SET EXERCISE 1 =>
Answer these from the README below:
(a) Which two models does the project use?
(b) Which file holds the full inference pipeline with both models chained?
(c) What does evaluation.py compute?

SUPPLIED TEXT =>
'''

School of Salamanca Post-Correction Pipeline

Machine learning models for correcting early modern Spanish/Latin printed text from the School of Salamanca digital edition project. Features nonbreaking line boundary detection and abbreviation expansion using Canine and ByT5-base.

Repository structure

svsal-poco/
├── boundary_classifier/
│   └── boundary_classifier.py # Canine classifier: train, evaluate, infer
├── byt5/
│   └── train_byt5.py          # ByT5-base Seq2seq: train and evaluate
├── data/
│   ├── prepare_data/          # Scripts to prepare training data from SvSal corpus
│   │   ├── scripts/
│   │   │   └── *              # Various scripts to transform SvSal TEI XML to jsonl
│   │   └── runme.sh           # Commands and explanation to prepare training data
│   ├── check_data.py          # Profile dataset for length of lines
│   └── data_utils.py          # Shared: loading, sorting, example construction
├── evaluation/
│   └── evaluation.py          # Span-level CER, exact match, type breakdown
├── infer/
│   └── __init__.py            # Full inference pipeline (both models chained)
├── tei/
│   └── tei_roundtrip.py       # XML handling for inference (strip and re-inject XML)
├── README.md                  # This file with documentation
├── README-ByT5.md             # Model card of resulting ByT5 model (backup from HF)
├── README-Canine.md           # Model card of resulting Canine model (backup from HF)
├── README-dataset.md          # Dataset card of training dataset (backup from HF)
├── env.template               # A template for you to create your own .env file with
│                              # secrets.

'''

SET EXERCISE 2 =>
Collect every line in the records below that contains the string "decorative". Case counts.

EXCERPTED RECORDS =>

'''

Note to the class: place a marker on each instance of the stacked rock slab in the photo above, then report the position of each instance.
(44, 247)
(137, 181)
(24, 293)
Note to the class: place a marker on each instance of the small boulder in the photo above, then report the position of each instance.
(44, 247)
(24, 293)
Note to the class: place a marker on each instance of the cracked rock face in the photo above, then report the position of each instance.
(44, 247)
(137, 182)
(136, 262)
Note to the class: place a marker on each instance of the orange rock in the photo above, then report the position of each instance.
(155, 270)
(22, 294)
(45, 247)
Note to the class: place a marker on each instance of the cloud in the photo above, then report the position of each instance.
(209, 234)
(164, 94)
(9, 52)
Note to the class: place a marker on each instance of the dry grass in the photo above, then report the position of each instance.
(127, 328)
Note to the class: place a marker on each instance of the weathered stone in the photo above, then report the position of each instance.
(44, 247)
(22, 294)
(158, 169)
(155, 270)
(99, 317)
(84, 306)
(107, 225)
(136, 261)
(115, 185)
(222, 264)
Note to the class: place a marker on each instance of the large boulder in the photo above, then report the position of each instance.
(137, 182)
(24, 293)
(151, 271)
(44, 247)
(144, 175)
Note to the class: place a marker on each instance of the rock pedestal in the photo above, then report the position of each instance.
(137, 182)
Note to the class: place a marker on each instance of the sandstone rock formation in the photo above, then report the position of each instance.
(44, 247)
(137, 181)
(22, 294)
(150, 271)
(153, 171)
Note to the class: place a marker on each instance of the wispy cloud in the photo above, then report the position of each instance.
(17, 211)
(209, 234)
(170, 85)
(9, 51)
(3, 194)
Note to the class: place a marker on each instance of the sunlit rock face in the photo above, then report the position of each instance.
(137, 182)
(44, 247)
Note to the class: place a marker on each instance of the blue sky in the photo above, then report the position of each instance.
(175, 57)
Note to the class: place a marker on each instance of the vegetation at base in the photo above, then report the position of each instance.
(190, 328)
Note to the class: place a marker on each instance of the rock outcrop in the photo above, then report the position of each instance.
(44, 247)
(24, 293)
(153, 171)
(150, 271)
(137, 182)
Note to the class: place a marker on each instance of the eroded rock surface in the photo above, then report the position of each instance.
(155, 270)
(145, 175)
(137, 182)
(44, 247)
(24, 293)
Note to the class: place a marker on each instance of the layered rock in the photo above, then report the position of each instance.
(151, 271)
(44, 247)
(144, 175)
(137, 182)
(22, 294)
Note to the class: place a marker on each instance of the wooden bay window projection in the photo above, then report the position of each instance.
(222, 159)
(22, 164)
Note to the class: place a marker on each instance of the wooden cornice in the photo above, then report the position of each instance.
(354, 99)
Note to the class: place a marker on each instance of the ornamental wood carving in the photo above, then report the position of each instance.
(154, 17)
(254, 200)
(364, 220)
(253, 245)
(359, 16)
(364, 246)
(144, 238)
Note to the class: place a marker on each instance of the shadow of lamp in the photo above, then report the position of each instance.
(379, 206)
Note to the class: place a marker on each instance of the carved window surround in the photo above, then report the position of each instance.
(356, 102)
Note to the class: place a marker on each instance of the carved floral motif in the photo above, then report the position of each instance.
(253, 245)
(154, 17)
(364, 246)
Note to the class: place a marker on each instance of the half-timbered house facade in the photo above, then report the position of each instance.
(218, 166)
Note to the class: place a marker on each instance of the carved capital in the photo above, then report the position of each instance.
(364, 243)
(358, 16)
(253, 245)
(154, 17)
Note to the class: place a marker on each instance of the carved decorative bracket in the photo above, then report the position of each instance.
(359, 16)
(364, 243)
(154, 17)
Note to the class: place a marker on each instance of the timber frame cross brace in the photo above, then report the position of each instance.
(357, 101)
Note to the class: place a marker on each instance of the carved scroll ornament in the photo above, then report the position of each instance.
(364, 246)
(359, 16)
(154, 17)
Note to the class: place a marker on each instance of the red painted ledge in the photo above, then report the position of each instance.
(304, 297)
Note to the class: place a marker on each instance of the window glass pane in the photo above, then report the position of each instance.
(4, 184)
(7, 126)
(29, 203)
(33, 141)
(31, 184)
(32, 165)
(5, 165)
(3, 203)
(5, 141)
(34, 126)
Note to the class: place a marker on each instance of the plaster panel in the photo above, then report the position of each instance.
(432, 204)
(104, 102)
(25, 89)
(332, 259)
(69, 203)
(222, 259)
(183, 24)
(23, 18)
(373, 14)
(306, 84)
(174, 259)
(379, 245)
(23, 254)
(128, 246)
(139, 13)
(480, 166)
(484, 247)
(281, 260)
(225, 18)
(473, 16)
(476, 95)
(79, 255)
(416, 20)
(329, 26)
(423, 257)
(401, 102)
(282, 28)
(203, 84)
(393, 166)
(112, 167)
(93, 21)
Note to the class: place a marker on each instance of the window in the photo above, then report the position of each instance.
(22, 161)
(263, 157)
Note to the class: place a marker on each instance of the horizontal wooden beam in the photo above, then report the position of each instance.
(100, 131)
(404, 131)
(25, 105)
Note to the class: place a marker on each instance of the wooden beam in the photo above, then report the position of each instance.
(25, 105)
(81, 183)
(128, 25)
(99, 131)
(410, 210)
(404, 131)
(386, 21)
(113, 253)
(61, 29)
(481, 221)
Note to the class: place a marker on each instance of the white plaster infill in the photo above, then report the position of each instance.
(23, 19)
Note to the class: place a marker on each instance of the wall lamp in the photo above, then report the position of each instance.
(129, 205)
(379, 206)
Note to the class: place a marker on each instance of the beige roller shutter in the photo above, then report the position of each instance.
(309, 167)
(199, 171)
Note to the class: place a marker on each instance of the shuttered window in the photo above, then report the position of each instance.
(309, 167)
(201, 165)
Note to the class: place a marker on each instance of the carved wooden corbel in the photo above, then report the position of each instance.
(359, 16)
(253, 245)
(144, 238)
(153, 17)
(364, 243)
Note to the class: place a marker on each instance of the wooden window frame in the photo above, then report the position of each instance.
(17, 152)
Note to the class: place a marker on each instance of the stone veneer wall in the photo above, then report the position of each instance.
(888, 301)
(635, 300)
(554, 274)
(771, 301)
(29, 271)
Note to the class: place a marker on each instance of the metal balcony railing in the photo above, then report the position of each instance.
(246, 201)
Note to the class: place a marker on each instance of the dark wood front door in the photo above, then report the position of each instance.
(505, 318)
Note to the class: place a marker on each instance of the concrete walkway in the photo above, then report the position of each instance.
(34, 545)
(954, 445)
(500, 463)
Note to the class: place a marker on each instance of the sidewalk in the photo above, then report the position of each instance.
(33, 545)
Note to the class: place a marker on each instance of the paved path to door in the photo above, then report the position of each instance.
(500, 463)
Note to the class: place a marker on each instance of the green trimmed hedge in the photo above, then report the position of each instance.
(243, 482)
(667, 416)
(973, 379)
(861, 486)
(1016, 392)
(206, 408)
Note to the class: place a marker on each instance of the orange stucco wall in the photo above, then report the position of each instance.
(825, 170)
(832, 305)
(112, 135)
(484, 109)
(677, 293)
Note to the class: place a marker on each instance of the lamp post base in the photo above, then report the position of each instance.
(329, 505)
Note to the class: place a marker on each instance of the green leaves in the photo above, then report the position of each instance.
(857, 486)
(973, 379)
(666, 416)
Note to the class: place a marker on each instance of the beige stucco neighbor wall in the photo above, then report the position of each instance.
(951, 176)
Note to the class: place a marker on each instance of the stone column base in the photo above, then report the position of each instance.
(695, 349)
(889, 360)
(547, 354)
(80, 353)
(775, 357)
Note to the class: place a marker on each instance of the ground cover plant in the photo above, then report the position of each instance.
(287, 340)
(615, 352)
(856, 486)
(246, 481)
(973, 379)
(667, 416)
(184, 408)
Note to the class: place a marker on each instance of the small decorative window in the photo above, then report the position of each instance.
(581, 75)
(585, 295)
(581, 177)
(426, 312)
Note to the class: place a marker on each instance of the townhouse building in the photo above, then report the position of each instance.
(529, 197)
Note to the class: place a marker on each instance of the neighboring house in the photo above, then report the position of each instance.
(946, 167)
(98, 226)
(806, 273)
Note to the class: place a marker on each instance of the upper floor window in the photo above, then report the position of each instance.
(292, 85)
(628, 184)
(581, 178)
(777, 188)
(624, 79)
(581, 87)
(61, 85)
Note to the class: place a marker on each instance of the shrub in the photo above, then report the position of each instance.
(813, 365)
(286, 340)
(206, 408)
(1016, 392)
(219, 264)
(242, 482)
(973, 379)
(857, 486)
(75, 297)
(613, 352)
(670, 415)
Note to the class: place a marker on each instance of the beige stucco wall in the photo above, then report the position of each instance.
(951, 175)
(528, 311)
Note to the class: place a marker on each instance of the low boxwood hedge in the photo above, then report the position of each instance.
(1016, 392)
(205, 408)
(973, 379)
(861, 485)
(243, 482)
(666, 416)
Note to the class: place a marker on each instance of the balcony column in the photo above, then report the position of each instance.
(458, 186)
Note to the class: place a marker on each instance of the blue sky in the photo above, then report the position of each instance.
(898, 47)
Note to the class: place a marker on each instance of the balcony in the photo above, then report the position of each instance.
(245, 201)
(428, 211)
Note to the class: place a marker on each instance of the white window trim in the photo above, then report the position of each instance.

'''

TASK RESPONSE 1 =>
(a) Canine and ByT5-base
(b) infer/__init__.py
(c) Span-level CER, exact match, and type breakdown

TASK RESPONSE 2 =>
Note to the class: place a marker on each instance of the carved decorative bracket in the photo above, then report the position of each instance.
Note to the class: place a marker on each instance of the small decorative window in the photo above, then report the position of each instance.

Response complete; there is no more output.